Exercise aim >> How many lines in the records below contain the string "clicks"? Reply with the number only.

■ ■ ■ ■ ■

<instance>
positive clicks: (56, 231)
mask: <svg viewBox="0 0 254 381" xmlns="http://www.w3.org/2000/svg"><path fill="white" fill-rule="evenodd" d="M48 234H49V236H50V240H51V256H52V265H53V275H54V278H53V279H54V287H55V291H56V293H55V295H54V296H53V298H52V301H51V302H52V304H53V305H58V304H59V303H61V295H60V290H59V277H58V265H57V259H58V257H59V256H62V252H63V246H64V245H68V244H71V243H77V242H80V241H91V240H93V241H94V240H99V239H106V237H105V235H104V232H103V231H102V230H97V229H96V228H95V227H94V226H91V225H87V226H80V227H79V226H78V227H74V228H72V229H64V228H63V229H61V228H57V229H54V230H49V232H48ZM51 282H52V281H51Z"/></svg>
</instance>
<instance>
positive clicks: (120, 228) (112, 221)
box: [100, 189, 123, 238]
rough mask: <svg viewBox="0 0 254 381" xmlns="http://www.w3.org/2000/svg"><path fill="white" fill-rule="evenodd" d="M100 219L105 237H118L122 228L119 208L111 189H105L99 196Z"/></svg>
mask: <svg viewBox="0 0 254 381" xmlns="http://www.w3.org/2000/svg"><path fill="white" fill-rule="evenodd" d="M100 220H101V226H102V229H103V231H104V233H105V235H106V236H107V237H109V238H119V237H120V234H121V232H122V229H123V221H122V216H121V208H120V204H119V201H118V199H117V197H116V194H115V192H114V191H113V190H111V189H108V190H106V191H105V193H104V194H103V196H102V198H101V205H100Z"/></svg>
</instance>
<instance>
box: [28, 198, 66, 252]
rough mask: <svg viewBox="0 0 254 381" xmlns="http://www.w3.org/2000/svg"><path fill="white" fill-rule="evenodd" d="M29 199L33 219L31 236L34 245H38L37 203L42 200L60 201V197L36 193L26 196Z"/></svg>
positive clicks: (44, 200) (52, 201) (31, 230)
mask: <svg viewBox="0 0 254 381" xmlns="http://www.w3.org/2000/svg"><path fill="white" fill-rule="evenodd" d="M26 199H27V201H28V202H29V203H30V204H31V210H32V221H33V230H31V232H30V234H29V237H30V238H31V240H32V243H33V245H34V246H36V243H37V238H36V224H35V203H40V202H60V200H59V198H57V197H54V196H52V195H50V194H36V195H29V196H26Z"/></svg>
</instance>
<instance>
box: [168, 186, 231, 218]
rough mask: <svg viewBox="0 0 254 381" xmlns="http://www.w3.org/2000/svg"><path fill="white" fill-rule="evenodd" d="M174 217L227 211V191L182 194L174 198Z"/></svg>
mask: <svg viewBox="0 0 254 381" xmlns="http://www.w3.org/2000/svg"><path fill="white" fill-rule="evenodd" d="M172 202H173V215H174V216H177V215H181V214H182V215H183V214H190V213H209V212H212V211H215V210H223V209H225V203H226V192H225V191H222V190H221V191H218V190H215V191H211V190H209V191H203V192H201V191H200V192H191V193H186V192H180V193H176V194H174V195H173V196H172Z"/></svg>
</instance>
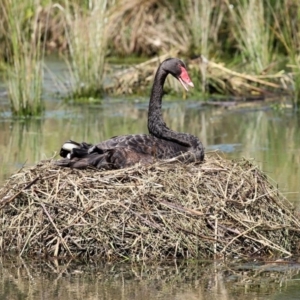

■ ■ ■ ■ ■

Problem solution >> 3